* Assigned task 1 *
Print the passage from the post about online manners starting at "Don’t Blurt What" and ending at "invite more negativity.".
* Assigned task 2 *
Using the post about online manners, explain why social engagements online aren't always going to be nice.

* Study text *
┌──

Don’t Blurt What Might Hurt.

23 Apr

Day_029

In these socially distant times, spending more time online is one way to help satisfy our basic human longing for social inclusion. After nearly a month, people are saying they’re beginning to feel emotionally drained, restless and disappointed in the way some people are treating others.  Others find themselves bombarded by overly strong opinions, forceful comments, put downs or really rude, sharp answers to reasonable questions, comments or status updates. When the comments stay public, they invite more negativity.

Unfortunately, because people bring to social media the ways they behave in real life, social engagements aren’t always going to be nice. They’re going to be mood dampening, inconsiderate, lacking in empathy and respect, and they can range from rude to downright toxic.

Are admins on “local” groups moderating enough to ensure safety and positive engagement? Let’s thank those that are. Are we brave enough to step away from drama and endless exchanges that make us feel crappy? Do we feed or starve the trolls?

└──

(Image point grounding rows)
┌──

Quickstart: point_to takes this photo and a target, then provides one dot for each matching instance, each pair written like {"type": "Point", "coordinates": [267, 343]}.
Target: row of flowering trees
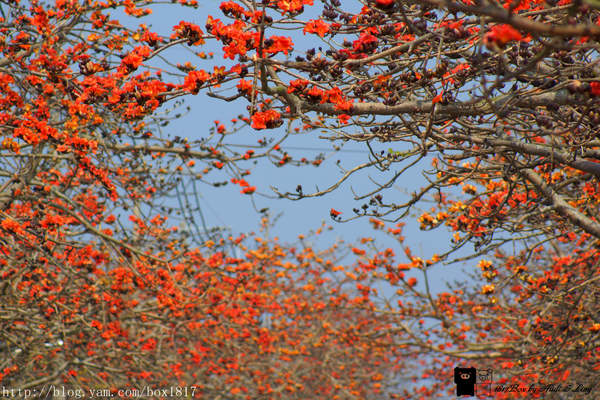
{"type": "Point", "coordinates": [497, 101]}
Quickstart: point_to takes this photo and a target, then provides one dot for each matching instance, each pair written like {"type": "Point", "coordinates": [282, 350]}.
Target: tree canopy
{"type": "Point", "coordinates": [495, 102]}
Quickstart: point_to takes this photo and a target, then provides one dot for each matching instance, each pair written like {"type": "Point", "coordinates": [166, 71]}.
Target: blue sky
{"type": "Point", "coordinates": [226, 207]}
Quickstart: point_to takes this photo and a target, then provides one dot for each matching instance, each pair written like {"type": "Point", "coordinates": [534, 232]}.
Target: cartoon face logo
{"type": "Point", "coordinates": [465, 379]}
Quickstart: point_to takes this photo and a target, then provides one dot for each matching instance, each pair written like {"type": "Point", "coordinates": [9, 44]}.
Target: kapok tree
{"type": "Point", "coordinates": [501, 99]}
{"type": "Point", "coordinates": [502, 95]}
{"type": "Point", "coordinates": [99, 291]}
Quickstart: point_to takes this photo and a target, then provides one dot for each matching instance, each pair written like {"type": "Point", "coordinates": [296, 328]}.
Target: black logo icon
{"type": "Point", "coordinates": [465, 379]}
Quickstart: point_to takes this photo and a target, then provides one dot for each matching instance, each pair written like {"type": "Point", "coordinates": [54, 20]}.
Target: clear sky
{"type": "Point", "coordinates": [225, 206]}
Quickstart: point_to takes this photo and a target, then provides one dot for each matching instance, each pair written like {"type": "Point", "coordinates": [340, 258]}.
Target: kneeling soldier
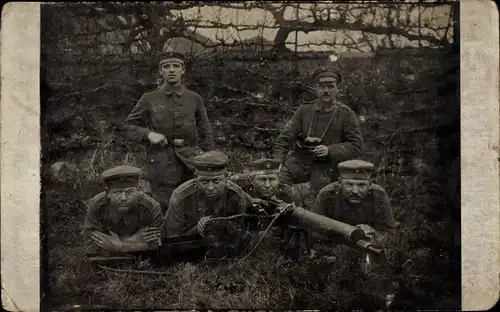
{"type": "Point", "coordinates": [121, 219]}
{"type": "Point", "coordinates": [355, 200]}
{"type": "Point", "coordinates": [208, 195]}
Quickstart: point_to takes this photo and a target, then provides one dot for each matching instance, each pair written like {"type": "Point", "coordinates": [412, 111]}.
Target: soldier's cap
{"type": "Point", "coordinates": [265, 166]}
{"type": "Point", "coordinates": [355, 169]}
{"type": "Point", "coordinates": [211, 163]}
{"type": "Point", "coordinates": [121, 177]}
{"type": "Point", "coordinates": [327, 72]}
{"type": "Point", "coordinates": [170, 55]}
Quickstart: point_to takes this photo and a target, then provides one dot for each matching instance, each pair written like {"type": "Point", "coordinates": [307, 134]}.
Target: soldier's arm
{"type": "Point", "coordinates": [154, 222]}
{"type": "Point", "coordinates": [353, 143]}
{"type": "Point", "coordinates": [137, 125]}
{"type": "Point", "coordinates": [204, 127]}
{"type": "Point", "coordinates": [289, 134]}
{"type": "Point", "coordinates": [175, 221]}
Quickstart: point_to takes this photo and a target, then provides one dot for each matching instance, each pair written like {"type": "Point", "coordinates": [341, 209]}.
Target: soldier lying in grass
{"type": "Point", "coordinates": [208, 195]}
{"type": "Point", "coordinates": [121, 219]}
{"type": "Point", "coordinates": [263, 182]}
{"type": "Point", "coordinates": [355, 200]}
{"type": "Point", "coordinates": [319, 135]}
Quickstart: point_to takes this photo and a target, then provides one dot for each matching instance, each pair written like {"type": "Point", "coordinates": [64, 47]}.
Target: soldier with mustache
{"type": "Point", "coordinates": [356, 200]}
{"type": "Point", "coordinates": [122, 218]}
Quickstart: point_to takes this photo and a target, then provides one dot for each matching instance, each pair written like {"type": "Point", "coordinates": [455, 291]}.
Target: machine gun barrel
{"type": "Point", "coordinates": [330, 228]}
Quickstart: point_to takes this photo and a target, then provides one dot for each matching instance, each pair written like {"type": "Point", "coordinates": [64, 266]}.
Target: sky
{"type": "Point", "coordinates": [207, 15]}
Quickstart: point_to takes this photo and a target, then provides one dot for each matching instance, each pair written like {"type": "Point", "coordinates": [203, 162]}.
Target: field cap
{"type": "Point", "coordinates": [355, 169]}
{"type": "Point", "coordinates": [121, 177]}
{"type": "Point", "coordinates": [327, 72]}
{"type": "Point", "coordinates": [265, 166]}
{"type": "Point", "coordinates": [211, 163]}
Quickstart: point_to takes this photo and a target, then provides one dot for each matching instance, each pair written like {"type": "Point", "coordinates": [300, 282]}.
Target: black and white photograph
{"type": "Point", "coordinates": [250, 155]}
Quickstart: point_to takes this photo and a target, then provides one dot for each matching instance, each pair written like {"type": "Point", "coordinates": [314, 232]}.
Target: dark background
{"type": "Point", "coordinates": [407, 99]}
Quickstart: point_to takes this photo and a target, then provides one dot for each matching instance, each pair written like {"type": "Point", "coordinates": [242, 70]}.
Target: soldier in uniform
{"type": "Point", "coordinates": [320, 135]}
{"type": "Point", "coordinates": [121, 219]}
{"type": "Point", "coordinates": [173, 122]}
{"type": "Point", "coordinates": [208, 195]}
{"type": "Point", "coordinates": [264, 182]}
{"type": "Point", "coordinates": [355, 200]}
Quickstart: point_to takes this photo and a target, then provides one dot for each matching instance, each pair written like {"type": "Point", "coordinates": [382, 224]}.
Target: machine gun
{"type": "Point", "coordinates": [269, 213]}
{"type": "Point", "coordinates": [307, 144]}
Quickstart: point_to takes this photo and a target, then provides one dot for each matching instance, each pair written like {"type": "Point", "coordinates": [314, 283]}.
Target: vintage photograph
{"type": "Point", "coordinates": [250, 155]}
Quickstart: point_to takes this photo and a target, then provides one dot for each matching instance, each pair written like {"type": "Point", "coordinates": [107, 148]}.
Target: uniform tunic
{"type": "Point", "coordinates": [177, 113]}
{"type": "Point", "coordinates": [375, 210]}
{"type": "Point", "coordinates": [103, 218]}
{"type": "Point", "coordinates": [286, 193]}
{"type": "Point", "coordinates": [338, 126]}
{"type": "Point", "coordinates": [187, 206]}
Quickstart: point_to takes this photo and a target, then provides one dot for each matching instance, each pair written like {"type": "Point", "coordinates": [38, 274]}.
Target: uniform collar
{"type": "Point", "coordinates": [169, 89]}
{"type": "Point", "coordinates": [318, 106]}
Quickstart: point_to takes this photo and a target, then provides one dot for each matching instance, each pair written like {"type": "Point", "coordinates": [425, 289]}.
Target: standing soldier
{"type": "Point", "coordinates": [321, 134]}
{"type": "Point", "coordinates": [121, 219]}
{"type": "Point", "coordinates": [173, 120]}
{"type": "Point", "coordinates": [208, 195]}
{"type": "Point", "coordinates": [355, 200]}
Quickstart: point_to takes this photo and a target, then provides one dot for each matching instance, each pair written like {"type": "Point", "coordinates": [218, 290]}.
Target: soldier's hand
{"type": "Point", "coordinates": [157, 138]}
{"type": "Point", "coordinates": [320, 151]}
{"type": "Point", "coordinates": [107, 242]}
{"type": "Point", "coordinates": [150, 234]}
{"type": "Point", "coordinates": [201, 224]}
{"type": "Point", "coordinates": [179, 142]}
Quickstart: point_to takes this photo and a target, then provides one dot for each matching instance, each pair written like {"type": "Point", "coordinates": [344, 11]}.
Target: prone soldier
{"type": "Point", "coordinates": [321, 134]}
{"type": "Point", "coordinates": [355, 200]}
{"type": "Point", "coordinates": [121, 219]}
{"type": "Point", "coordinates": [174, 121]}
{"type": "Point", "coordinates": [208, 195]}
{"type": "Point", "coordinates": [264, 182]}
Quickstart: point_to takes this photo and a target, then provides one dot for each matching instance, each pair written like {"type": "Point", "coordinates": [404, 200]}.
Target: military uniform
{"type": "Point", "coordinates": [102, 217]}
{"type": "Point", "coordinates": [336, 126]}
{"type": "Point", "coordinates": [375, 210]}
{"type": "Point", "coordinates": [177, 113]}
{"type": "Point", "coordinates": [188, 205]}
{"type": "Point", "coordinates": [307, 195]}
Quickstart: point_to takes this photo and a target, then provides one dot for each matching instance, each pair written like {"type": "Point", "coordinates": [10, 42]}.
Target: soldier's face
{"type": "Point", "coordinates": [354, 190]}
{"type": "Point", "coordinates": [326, 88]}
{"type": "Point", "coordinates": [172, 71]}
{"type": "Point", "coordinates": [266, 185]}
{"type": "Point", "coordinates": [211, 186]}
{"type": "Point", "coordinates": [123, 199]}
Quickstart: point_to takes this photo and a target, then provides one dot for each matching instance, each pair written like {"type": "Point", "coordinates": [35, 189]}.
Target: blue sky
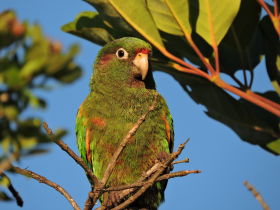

└──

* Expected answer 1 *
Don’t Blurt What Might Hurt.

23 Apr

Day_029

In these socially distant times, spending more time online is one way to help satisfy our basic human longing for social inclusion. After nearly a month, people are saying they’re beginning to feel emotionally drained, restless and disappointed in the way some people are treating others.  Others find themselves bombarded by overly strong opinions, forceful comments, put downs or really rude, sharp answers to reasonable questions, comments or status updates. When the comments stay public, they invite more negativity.

* Expected answer 2 *
People bring to social media the ways they behave in real life, so their online engagements aren't always going to be nice.